▶ Short problem
Return every line of the entries below that contains the word "window".

[Object point labels]
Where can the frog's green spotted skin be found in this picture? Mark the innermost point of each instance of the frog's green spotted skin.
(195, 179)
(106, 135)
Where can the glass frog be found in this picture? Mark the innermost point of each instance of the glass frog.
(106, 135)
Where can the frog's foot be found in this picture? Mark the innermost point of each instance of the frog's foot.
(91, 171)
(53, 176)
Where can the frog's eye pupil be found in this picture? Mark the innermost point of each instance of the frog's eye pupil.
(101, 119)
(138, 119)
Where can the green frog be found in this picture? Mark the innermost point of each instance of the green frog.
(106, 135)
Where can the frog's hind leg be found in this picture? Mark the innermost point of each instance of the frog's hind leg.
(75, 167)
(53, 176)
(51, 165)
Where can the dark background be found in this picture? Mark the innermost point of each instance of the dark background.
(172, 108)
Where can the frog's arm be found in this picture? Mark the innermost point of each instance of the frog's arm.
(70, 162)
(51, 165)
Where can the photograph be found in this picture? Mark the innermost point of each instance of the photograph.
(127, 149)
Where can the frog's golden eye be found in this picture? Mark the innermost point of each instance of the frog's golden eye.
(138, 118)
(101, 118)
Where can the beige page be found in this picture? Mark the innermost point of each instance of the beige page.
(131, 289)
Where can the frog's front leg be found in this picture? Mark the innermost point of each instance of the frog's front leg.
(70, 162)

==

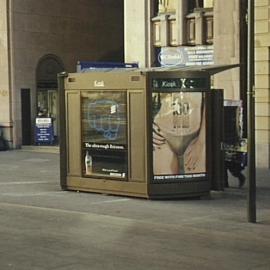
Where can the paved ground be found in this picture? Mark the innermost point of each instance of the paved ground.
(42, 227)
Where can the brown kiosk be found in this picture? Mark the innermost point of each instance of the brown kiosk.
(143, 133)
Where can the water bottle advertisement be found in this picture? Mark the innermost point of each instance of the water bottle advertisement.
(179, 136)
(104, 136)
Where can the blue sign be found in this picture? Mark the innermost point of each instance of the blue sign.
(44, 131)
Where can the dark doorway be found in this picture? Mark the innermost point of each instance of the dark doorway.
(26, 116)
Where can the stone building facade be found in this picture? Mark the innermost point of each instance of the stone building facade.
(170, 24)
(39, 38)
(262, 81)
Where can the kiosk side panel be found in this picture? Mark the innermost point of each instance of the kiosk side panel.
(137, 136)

---

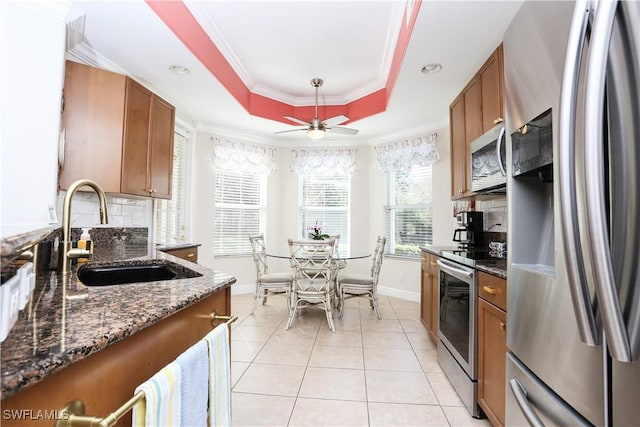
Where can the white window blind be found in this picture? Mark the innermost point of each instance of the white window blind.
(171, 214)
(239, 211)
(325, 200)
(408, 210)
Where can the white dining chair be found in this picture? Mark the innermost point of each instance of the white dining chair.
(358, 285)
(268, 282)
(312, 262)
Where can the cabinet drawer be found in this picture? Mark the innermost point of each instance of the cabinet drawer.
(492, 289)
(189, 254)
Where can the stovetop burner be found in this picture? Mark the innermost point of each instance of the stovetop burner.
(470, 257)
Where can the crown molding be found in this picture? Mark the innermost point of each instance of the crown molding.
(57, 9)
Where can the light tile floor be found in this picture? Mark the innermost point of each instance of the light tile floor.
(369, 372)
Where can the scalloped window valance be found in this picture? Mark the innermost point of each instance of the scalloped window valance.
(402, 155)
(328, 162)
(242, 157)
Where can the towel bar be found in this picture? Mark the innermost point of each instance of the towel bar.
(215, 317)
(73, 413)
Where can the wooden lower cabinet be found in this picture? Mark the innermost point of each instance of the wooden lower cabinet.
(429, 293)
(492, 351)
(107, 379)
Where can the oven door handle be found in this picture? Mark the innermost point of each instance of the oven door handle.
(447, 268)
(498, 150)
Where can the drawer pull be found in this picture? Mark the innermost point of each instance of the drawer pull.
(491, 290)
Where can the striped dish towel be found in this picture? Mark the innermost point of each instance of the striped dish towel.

▶ Exercise answer
Where can the white window blind be found in this picture? Mark the innermost point of each instance of the white window blind.
Where can the scalloped window valance be found in this picture? Mark the innermost point of each instance of the scalloped window valance.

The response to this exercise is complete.